- **REQUIRED ACTION**
Copy the rows verbatim from the first line through the line containing "342L1371 440L1920 431L1913", including that line.
(Beginning of DATA TO USE)
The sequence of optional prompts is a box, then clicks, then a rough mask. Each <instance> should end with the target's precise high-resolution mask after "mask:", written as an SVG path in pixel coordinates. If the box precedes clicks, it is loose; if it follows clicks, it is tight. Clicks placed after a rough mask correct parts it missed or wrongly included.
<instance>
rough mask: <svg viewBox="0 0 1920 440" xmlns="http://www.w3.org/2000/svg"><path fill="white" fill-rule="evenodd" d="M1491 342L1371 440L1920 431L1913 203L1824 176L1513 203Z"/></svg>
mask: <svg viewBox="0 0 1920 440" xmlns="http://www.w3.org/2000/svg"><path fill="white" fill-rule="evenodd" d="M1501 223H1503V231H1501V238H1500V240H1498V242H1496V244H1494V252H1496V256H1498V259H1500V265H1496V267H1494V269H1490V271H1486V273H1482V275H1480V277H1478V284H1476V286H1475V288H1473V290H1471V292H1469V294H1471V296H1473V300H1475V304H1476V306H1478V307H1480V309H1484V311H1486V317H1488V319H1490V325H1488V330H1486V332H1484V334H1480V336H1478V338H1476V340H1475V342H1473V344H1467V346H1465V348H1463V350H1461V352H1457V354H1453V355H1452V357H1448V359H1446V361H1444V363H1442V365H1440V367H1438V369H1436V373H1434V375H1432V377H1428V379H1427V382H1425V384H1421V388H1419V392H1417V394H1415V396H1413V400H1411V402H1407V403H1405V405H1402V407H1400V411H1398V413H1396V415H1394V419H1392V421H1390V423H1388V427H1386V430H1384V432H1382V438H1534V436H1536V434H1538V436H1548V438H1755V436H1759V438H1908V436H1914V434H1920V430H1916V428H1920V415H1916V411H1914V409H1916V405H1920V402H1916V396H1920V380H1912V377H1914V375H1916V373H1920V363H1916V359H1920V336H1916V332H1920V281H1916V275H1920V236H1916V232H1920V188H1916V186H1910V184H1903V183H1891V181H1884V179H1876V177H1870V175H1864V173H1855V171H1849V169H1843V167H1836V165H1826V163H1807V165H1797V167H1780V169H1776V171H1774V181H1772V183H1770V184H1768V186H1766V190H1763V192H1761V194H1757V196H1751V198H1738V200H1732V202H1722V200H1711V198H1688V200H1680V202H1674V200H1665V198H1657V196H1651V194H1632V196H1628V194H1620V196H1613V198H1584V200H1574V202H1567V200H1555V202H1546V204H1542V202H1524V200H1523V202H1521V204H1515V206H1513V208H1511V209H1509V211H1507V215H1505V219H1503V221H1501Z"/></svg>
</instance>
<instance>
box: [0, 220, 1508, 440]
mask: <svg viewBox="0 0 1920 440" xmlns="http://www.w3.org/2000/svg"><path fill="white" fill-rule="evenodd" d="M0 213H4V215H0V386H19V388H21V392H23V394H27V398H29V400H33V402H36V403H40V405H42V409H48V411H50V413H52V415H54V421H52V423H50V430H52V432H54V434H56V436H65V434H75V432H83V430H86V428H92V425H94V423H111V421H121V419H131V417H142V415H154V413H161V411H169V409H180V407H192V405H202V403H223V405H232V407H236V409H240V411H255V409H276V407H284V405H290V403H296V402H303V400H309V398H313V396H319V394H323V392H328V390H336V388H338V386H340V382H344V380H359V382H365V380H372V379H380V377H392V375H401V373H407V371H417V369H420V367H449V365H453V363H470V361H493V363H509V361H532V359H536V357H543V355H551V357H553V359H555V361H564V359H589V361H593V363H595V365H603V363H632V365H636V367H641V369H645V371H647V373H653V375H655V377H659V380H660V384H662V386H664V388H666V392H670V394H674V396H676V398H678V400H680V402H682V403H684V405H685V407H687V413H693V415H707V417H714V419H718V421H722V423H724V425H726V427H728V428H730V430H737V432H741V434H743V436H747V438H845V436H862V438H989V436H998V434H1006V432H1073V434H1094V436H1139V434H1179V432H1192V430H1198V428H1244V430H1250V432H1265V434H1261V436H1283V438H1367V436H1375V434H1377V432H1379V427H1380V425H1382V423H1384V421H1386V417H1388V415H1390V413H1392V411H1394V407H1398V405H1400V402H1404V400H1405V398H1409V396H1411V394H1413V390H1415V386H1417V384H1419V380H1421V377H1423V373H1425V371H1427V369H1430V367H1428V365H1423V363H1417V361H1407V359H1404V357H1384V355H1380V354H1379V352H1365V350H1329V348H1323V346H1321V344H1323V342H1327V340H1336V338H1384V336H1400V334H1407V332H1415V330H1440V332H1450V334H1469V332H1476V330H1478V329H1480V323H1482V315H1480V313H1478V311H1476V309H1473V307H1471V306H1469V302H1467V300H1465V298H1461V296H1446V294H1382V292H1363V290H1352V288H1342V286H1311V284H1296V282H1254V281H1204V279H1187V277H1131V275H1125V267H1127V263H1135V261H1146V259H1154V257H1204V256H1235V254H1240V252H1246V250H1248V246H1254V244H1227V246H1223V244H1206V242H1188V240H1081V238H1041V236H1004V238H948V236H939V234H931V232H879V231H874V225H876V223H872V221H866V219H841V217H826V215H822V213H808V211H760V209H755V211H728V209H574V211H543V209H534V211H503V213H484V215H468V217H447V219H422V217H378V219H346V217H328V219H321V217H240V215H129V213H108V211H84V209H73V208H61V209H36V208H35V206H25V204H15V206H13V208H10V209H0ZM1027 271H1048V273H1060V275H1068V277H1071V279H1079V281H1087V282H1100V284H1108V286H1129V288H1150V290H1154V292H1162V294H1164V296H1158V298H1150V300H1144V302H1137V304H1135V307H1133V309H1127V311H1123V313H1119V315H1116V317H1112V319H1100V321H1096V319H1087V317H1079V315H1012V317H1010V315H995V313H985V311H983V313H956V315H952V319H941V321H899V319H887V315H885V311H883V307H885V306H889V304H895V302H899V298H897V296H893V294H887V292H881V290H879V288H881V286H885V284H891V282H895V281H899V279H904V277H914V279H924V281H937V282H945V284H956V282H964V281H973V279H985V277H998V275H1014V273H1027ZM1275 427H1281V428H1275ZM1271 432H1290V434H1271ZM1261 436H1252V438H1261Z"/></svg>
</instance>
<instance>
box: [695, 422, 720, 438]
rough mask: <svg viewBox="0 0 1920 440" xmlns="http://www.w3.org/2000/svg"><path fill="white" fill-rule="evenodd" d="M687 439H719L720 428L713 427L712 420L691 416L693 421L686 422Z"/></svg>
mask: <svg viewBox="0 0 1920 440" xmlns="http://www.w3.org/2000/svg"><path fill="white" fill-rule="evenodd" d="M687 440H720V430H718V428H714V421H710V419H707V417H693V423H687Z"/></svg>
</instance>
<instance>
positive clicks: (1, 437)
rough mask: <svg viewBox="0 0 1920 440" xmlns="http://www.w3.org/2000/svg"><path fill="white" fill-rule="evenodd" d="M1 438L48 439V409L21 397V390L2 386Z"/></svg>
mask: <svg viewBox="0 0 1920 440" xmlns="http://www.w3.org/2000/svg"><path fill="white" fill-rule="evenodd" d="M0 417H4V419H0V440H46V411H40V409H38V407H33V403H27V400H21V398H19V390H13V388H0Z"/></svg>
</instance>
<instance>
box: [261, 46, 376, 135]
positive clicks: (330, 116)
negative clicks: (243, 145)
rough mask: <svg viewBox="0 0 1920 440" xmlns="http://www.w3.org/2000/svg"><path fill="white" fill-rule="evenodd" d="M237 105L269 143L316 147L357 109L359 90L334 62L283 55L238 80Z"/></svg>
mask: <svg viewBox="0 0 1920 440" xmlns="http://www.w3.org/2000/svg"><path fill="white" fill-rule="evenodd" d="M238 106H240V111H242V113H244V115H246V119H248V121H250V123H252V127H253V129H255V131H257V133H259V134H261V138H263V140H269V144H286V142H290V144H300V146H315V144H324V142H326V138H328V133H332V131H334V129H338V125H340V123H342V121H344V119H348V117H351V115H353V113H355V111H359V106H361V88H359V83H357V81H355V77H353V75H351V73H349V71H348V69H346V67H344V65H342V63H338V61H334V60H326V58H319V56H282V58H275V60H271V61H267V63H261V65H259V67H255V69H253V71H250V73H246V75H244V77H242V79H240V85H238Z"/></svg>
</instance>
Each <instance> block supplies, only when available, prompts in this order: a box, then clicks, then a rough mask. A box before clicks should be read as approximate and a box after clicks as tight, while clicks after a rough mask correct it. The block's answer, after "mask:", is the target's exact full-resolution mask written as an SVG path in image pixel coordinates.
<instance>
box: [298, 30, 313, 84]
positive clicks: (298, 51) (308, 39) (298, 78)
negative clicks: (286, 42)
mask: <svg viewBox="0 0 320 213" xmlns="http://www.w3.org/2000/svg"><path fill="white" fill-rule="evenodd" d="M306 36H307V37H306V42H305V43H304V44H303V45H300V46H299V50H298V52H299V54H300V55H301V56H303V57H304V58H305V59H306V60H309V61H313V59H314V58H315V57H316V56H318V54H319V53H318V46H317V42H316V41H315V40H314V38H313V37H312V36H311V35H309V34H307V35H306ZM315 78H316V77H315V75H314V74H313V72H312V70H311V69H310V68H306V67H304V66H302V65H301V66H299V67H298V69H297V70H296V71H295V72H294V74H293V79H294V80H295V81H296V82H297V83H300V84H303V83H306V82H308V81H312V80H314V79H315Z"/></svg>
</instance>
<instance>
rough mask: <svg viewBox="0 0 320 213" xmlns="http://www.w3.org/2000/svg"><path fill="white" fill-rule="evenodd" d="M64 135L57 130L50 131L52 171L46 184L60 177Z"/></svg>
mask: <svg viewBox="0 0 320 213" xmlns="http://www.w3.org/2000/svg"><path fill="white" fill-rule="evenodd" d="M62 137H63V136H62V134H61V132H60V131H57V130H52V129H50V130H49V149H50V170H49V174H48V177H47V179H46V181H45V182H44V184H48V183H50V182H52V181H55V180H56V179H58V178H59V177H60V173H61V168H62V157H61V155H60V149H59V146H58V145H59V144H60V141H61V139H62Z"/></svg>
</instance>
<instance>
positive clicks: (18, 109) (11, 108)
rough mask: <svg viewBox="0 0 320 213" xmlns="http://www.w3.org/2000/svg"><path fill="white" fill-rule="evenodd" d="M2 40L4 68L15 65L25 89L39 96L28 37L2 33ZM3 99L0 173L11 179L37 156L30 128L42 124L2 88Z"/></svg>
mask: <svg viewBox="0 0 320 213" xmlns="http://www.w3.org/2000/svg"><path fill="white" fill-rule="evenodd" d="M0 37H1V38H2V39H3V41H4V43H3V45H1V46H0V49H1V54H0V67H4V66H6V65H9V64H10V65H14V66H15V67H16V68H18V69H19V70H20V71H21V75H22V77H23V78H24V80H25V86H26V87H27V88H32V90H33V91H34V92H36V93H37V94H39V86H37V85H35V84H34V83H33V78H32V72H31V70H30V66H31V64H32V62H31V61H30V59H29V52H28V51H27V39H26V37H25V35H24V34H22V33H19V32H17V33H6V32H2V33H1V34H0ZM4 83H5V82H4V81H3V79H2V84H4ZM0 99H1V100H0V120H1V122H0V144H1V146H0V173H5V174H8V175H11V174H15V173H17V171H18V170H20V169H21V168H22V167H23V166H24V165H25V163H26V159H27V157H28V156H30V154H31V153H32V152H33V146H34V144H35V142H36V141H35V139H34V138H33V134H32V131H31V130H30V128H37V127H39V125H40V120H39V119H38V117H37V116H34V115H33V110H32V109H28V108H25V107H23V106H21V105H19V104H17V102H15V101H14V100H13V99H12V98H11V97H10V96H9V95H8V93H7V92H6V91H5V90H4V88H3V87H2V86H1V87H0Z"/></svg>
(End of DATA TO USE)
- **TASK ANSWER**
The sequence of optional prompts is a box, then clicks, then a rough mask. Each <instance> should end with the target's precise high-resolution mask after "mask:", written as an SVG path in pixel coordinates. If the box precedes clicks, it is loose; if it follows clicks, it is tight. Clicks placed after a rough mask correct parts it missed or wrongly included.
<instance>
rough mask: <svg viewBox="0 0 1920 440" xmlns="http://www.w3.org/2000/svg"><path fill="white" fill-rule="evenodd" d="M1491 342L1371 440L1920 431L1913 203L1824 176L1513 203Z"/></svg>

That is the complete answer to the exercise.